begin

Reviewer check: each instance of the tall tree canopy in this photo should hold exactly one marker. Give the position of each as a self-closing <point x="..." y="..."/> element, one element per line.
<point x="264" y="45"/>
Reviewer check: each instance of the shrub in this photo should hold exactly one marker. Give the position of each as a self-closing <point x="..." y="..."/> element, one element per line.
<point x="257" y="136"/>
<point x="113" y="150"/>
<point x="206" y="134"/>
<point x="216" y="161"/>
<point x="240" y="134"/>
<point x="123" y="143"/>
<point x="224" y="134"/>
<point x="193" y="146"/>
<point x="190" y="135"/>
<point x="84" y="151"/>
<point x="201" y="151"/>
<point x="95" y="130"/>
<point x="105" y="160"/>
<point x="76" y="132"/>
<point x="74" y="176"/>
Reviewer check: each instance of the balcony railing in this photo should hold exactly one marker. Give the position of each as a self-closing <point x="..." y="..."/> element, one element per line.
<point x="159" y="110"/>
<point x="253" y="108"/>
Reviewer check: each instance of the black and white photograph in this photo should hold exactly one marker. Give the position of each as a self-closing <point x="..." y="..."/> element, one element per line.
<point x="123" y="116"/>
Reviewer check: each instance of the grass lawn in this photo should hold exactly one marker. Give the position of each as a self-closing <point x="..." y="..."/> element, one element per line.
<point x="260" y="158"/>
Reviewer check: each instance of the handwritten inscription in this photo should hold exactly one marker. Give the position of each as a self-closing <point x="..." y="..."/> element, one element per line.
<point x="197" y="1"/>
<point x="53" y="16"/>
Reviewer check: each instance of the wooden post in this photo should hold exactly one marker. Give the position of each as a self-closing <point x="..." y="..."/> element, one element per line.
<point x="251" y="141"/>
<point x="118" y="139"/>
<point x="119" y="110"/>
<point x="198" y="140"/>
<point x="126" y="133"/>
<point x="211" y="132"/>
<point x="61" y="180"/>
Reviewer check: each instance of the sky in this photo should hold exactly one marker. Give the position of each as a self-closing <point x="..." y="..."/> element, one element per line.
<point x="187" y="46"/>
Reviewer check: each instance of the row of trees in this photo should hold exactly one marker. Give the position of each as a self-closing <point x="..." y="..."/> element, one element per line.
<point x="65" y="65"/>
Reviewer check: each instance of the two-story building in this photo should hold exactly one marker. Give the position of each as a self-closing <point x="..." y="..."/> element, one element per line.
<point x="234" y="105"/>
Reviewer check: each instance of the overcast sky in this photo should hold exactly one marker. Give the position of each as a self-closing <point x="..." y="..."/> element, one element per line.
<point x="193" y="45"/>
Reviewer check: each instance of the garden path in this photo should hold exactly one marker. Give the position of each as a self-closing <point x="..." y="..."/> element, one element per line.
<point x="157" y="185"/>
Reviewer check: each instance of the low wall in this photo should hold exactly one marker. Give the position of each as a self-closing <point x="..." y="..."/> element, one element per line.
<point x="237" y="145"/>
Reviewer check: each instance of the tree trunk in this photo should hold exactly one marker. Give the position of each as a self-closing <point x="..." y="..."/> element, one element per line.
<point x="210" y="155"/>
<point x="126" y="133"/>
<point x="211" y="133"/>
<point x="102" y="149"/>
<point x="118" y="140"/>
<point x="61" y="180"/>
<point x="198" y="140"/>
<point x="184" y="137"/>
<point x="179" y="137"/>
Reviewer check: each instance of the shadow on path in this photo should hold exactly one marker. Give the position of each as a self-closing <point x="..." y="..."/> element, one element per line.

end

**Stated goal**
Print out all the entries precisely as written.

**Correct result**
Reviewer check: each instance of the tall tree canopy in this photo should hold exactly one marker. Give the position of each as a self-closing <point x="..." y="..."/> element, one element per line.
<point x="264" y="45"/>
Reviewer check: each instance of the shrub in this photo should hold exactly one marker. Give the position of each as a self-closing <point x="..." y="..."/> element, one element per line.
<point x="257" y="136"/>
<point x="113" y="150"/>
<point x="206" y="134"/>
<point x="216" y="161"/>
<point x="240" y="134"/>
<point x="123" y="143"/>
<point x="224" y="134"/>
<point x="193" y="146"/>
<point x="190" y="135"/>
<point x="84" y="151"/>
<point x="201" y="151"/>
<point x="95" y="130"/>
<point x="105" y="160"/>
<point x="76" y="132"/>
<point x="74" y="176"/>
Reviewer check: each instance of the balcony railing in this photo should hold exactly one marker. Give the position of each as a self-closing <point x="..." y="..."/> element, one element per line.
<point x="159" y="110"/>
<point x="253" y="108"/>
Reviewer check: each instance of the black and white photograph in this photo should hold exactly one marker. Give the position of each as a self-closing <point x="..." y="..."/> element, one element per line.
<point x="123" y="116"/>
Reviewer check: each instance of the grass lawn in this photo should hold exactly one marker. Give the position of each as a self-closing <point x="..." y="..."/> element, one element per line.
<point x="260" y="158"/>
Reviewer check: each instance of the handwritten inscription in this photo should hold exactly one marker. Give the position of each as a self-closing <point x="..." y="..."/> element, one element per line.
<point x="197" y="1"/>
<point x="53" y="16"/>
Reviewer check: each instance of the wooden post in this photo should hold exactly one marker. Give the position of each as a self-closing <point x="..." y="..."/> element, one element per line.
<point x="251" y="141"/>
<point x="118" y="139"/>
<point x="119" y="110"/>
<point x="198" y="140"/>
<point x="126" y="133"/>
<point x="211" y="132"/>
<point x="61" y="180"/>
Reviewer check: each instance of the sky in this photo should hold exactly one marker. Give the position of each as a self-closing <point x="..." y="..."/> element, one element per line.
<point x="187" y="46"/>
Reviewer check: each instance of the row of trees in this photo should hold exactly one marker. Give the position of each as a self-closing <point x="..." y="..."/> element, one element per line.
<point x="65" y="65"/>
Reviewer check: each instance of the two-story building in this photo should hold exactly one marker. Give the position of each as a self-closing <point x="..." y="..."/> element, one element per line.
<point x="234" y="105"/>
Reviewer check: each instance of the overcast sky in this photo should hold exactly one marker. Give the position of each as a self-closing <point x="..." y="..."/> element, one element per line.
<point x="193" y="45"/>
Reviewer check: each instance of the garden path in this photo should hold exactly one marker. Give the position of each as a self-closing <point x="..." y="..."/> element, one element per line.
<point x="157" y="185"/>
Reviewer check: each instance of the low wall in this photo should hold exactly one marker. Give the position of each as a self-closing <point x="..." y="..."/> element, one element per line.
<point x="237" y="145"/>
Reviewer check: each instance of the tree trunk in this photo should hold exactly one marker. Give the position of each as a self-closing <point x="..." y="..."/> element, one element per line.
<point x="210" y="155"/>
<point x="126" y="133"/>
<point x="211" y="133"/>
<point x="102" y="149"/>
<point x="118" y="140"/>
<point x="61" y="180"/>
<point x="198" y="140"/>
<point x="184" y="137"/>
<point x="179" y="137"/>
Reviewer check: each instance of the shadow on path in this photo should hold exactly one marker. Give the position of each as a self-closing <point x="..." y="..."/> element, one element per line.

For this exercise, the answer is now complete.